__REQUIREMENTS__.
Copy the listing from the line containing "# test: mark one point on the white baseboard, one" through the end of the listing, inclusive, leaving the requests unchanged. Multiply every coordinate in the answers by 0.6 and round each result to a whole number, rounding halves up.

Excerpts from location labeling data
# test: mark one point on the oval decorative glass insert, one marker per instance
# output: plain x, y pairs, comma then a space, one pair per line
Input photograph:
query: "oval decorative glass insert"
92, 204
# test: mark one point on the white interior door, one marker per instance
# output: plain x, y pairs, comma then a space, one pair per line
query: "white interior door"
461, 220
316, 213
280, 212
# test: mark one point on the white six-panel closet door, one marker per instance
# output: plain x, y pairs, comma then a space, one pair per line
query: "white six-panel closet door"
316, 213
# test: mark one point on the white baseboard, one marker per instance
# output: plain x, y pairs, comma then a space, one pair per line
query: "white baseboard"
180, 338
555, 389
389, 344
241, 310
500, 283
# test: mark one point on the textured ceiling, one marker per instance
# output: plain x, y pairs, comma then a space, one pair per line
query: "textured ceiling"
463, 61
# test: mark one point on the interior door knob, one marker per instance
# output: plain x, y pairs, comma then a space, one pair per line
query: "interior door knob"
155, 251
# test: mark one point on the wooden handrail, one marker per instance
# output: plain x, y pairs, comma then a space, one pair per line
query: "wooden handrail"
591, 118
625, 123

__ANSWER TO THE PROBLEM__.
# test: mark one point on the white baseboard, one marker per instance
# output: plain x, y pairs, comma then a space, one pair per line
query: "white baseboard"
108, 203
333, 233
233, 206
145, 186
300, 170
# test: mark one point on the textured ceiling, one marker per instance
# output: plain x, y pairs, comma then a space, one pair per line
query: "textured ceiling"
278, 37
# test: mark one point on the interior door knob, one marker per instance
# output: plain x, y pairs, comma then a space, one pair per line
query: "interior door knob"
93, 151
# test: mark one point on the wooden handrail, one marker per instance
# output: plain x, y pairs, comma then a space, one pair per line
query: "wooden handrail"
355, 71
375, 74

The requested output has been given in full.